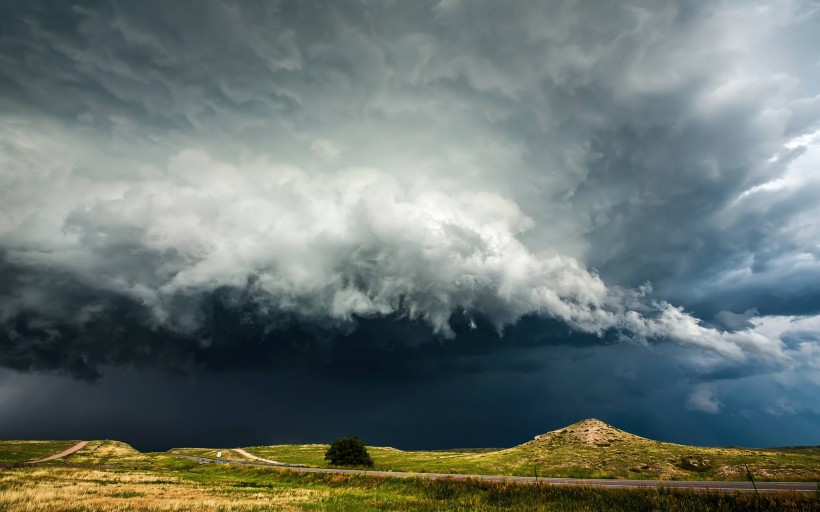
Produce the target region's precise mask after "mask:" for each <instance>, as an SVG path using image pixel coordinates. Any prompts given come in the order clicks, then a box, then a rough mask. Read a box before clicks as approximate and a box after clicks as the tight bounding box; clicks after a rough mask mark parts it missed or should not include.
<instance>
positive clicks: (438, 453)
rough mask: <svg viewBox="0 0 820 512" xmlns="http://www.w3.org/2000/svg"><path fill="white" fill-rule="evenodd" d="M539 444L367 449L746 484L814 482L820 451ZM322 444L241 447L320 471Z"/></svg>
mask: <svg viewBox="0 0 820 512" xmlns="http://www.w3.org/2000/svg"><path fill="white" fill-rule="evenodd" d="M539 437H540V439H537V440H533V441H530V442H528V443H525V444H522V445H519V446H516V447H513V448H508V449H504V450H497V451H492V452H477V453H476V452H470V451H451V452H448V451H429V452H424V451H410V452H407V451H402V450H397V449H394V448H381V447H369V448H368V451H369V452H370V455H371V457H372V458H373V462H374V464H375V466H376V467H375V469H382V470H388V471H389V470H393V471H418V472H436V473H473V474H502V475H528V476H529V475H532V474H533V472H534V467H535V466H536V465H537V467H538V472H539V475H541V476H556V477H581V478H629V479H666V480H669V479H675V480H745V479H746V474H745V469H744V464H748V466H749V468H750V469H751V471H752V473H753V474H754V475H755V478H757V479H760V480H798V481H816V480H820V453H818V452H820V450H818V449H816V448H807V449H782V450H777V449H766V450H756V449H746V448H705V447H696V446H685V445H678V444H672V443H662V442H659V441H652V440H649V439H644V438H642V437H638V436H635V435H632V434H629V433H627V432H623V431H621V430H618V429H615V428H613V427H611V426H609V425H606V424H605V423H603V422H599V421H597V420H585V421H582V422H579V423H576V424H574V425H570V426H569V427H566V428H564V429H560V430H556V431H553V432H550V433H547V434H544V435H543V436H539ZM326 449H327V445H316V444H313V445H278V446H254V447H250V448H246V450H248V451H249V452H250V453H253V454H255V455H258V456H260V457H265V458H270V459H274V460H279V461H282V462H290V463H301V464H307V465H310V466H317V467H327V465H326V463H325V461H324V452H325V450H326Z"/></svg>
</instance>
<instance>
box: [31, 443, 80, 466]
mask: <svg viewBox="0 0 820 512" xmlns="http://www.w3.org/2000/svg"><path fill="white" fill-rule="evenodd" d="M87 444H88V441H80V442H79V443H77V444H75V445H74V446H72V447H71V448H66V449H65V450H63V451H61V452H60V453H55V454H54V455H49V456H48V457H44V458H42V459H37V460H27V461H25V462H23V463H22V464H37V463H38V462H48V461H50V460H54V459H60V458H63V457H67V456H68V455H71V454H72V453H74V452H77V451H79V450H82V449H83V448H85V445H87Z"/></svg>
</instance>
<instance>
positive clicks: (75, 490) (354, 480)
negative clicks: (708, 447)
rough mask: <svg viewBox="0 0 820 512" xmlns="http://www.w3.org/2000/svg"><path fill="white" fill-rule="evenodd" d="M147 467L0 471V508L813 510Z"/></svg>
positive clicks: (793, 498) (234, 472)
mask: <svg viewBox="0 0 820 512" xmlns="http://www.w3.org/2000/svg"><path fill="white" fill-rule="evenodd" d="M150 458H151V459H152V462H153V464H152V465H151V467H150V468H136V469H134V468H132V469H118V470H112V469H93V468H77V467H74V468H72V467H28V468H14V469H9V470H5V471H2V472H0V510H16V511H23V512H25V511H35V510H36V511H40V512H56V511H68V510H71V511H95V510H120V511H131V510H142V511H171V510H205V511H229V510H230V511H235V512H250V511H257V510H258V511H262V510H308V511H318V510H333V511H354V510H356V511H358V510H394V511H427V510H442V511H456V510H461V511H465V510H471V511H482V512H483V511H497V510H523V511H536V510H537V511H547V510H550V511H557V512H561V511H572V510H600V511H613V512H617V511H634V510H679V511H690V510H692V511H695V510H718V511H726V512H729V511H741V510H743V511H764V510H786V511H814V510H817V509H818V506H820V501H818V499H820V497H818V494H817V493H802V494H801V493H774V494H764V495H762V496H761V497H759V498H758V497H756V496H755V495H754V494H751V493H746V494H723V493H695V492H687V491H675V492H670V491H664V490H661V491H656V490H647V489H636V490H625V489H615V490H612V489H593V488H585V487H555V486H522V485H509V484H496V483H490V482H476V481H461V482H454V481H446V480H436V481H428V480H424V479H391V478H375V477H367V476H358V475H357V476H346V475H323V474H303V473H297V472H293V471H287V470H278V469H270V468H256V467H239V466H217V465H211V464H197V463H196V462H193V461H189V460H184V459H175V458H172V457H168V456H163V455H153V456H150Z"/></svg>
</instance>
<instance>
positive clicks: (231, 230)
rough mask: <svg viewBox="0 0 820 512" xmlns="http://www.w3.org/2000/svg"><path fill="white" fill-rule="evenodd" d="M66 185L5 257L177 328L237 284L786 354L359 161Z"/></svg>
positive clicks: (350, 299)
..........
**Brief**
Pictures stay out, and every line of the records is transcribed exactly.

**Completed task**
Produce the target region's precise mask after "mask:" for each <instance>, as an SVG path using image pixel coordinates. Any prompts given come in the order clicks, then a box, then a rough mask. Read a box before clicks as approximate and a box after clicks as the tight bounding box; clicks after a rough mask mark parts it missed or should not include.
<instance>
positive clicks: (438, 453)
rough mask: <svg viewBox="0 0 820 512" xmlns="http://www.w3.org/2000/svg"><path fill="white" fill-rule="evenodd" d="M539 444L367 449L746 484L814 482L820 451ZM322 444L241 447L320 471Z"/></svg>
mask: <svg viewBox="0 0 820 512" xmlns="http://www.w3.org/2000/svg"><path fill="white" fill-rule="evenodd" d="M539 437H540V439H537V440H533V441H530V442H528V443H525V444H522V445H519V446H516V447H513V448H508V449H504V450H497V451H492V452H477V453H476V452H470V451H451V452H448V451H429V452H424V451H410V452H407V451H402V450H397V449H394V448H381V447H369V448H368V451H369V452H370V455H371V457H372V458H373V462H374V464H375V466H376V467H375V469H382V470H388V471H389V470H393V471H418V472H436V473H473V474H502V475H528V476H529V475H532V474H533V472H534V467H535V466H536V465H537V467H538V472H539V475H541V476H556V477H581V478H629V479H666V480H669V479H675V480H745V479H746V474H745V469H744V464H748V466H749V468H750V469H751V471H752V473H753V474H754V475H755V478H757V479H760V480H798V481H816V480H820V453H818V452H820V450H818V449H816V448H807V449H782V450H777V449H766V450H756V449H746V448H705V447H696V446H685V445H678V444H672V443H662V442H659V441H652V440H649V439H644V438H642V437H638V436H635V435H632V434H629V433H627V432H623V431H621V430H618V429H615V428H613V427H611V426H609V425H606V424H605V423H603V422H599V421H597V420H585V421H582V422H579V423H576V424H574V425H570V426H569V427H566V428H564V429H560V430H556V431H553V432H550V433H547V434H544V435H543V436H539ZM326 449H327V445H316V444H313V445H278V446H254V447H250V448H246V450H248V451H249V452H250V453H253V454H255V455H258V456H260V457H265V458H270V459H274V460H279V461H282V462H290V463H301V464H307V465H310V466H317V467H327V465H326V463H325V461H324V452H325V450H326Z"/></svg>
</instance>
<instance>
box: [31, 443, 80, 466]
mask: <svg viewBox="0 0 820 512" xmlns="http://www.w3.org/2000/svg"><path fill="white" fill-rule="evenodd" d="M87 444H88V441H80V442H79V443H77V444H75V445H74V446H72V447H71V448H66V449H65V450H63V451H61V452H60V453H55V454H54V455H49V456H48V457H44V458H42V459H37V460H27V461H25V462H23V463H22V464H37V463H38V462H48V461H50V460H54V459H60V458H63V457H67V456H68V455H71V454H72V453H74V452H77V451H79V450H82V449H83V448H85V445H87Z"/></svg>
</instance>
<instance>
positive clicks: (75, 490) (354, 480)
negative clicks: (708, 447)
rough mask: <svg viewBox="0 0 820 512" xmlns="http://www.w3.org/2000/svg"><path fill="white" fill-rule="evenodd" d="M147 467L0 471V508L813 510Z"/></svg>
positive clicks: (793, 498) (234, 472)
mask: <svg viewBox="0 0 820 512" xmlns="http://www.w3.org/2000/svg"><path fill="white" fill-rule="evenodd" d="M150 458H151V459H152V462H153V464H152V465H151V467H150V468H136V469H134V468H132V469H118V470H112V469H93V468H77V467H74V468H72V467H28V468H14V469H9V470H5V471H2V472H0V510H16V511H23V512H25V511H35V510H36V511H40V512H56V511H68V510H71V511H95V510H120V511H131V510H142V511H171V510H205V511H229V510H230V511H235V512H250V511H257V510H258V511H262V510H308V511H318V510H333V511H354V510H356V511H358V510H394V511H427V510H442V511H456V510H461V511H465V510H471V511H482V512H483V511H497V510H523V511H536V510H537V511H547V510H550V511H557V512H561V511H572V510H600V511H613V512H617V511H634V510H679V511H690V510H692V511H695V510H718V511H726V512H729V511H741V510H743V511H764V510H786V511H814V510H817V509H818V506H820V501H818V499H820V497H818V494H817V493H802V494H801V493H774V494H764V495H762V496H761V497H759V498H758V497H756V496H755V495H754V494H751V493H746V494H723V493H695V492H687V491H675V492H670V491H664V490H661V491H656V490H647V489H636V490H625V489H615V490H612V489H593V488H585V487H555V486H522V485H509V484H496V483H490V482H476V481H461V482H454V481H446V480H436V481H428V480H424V479H391V478H375V477H367V476H358V475H357V476H346V475H323V474H303V473H297V472H293V471H287V470H278V469H270V468H256V467H239V466H217V465H211V464H197V463H196V462H193V461H189V460H184V459H175V458H172V457H168V456H163V455H153V456H150Z"/></svg>
</instance>
<instance>
positive clicks: (231, 230)
rough mask: <svg viewBox="0 0 820 512" xmlns="http://www.w3.org/2000/svg"><path fill="white" fill-rule="evenodd" d="M66 185L5 257L177 328L237 284L786 354L359 161Z"/></svg>
positive clicks: (350, 299)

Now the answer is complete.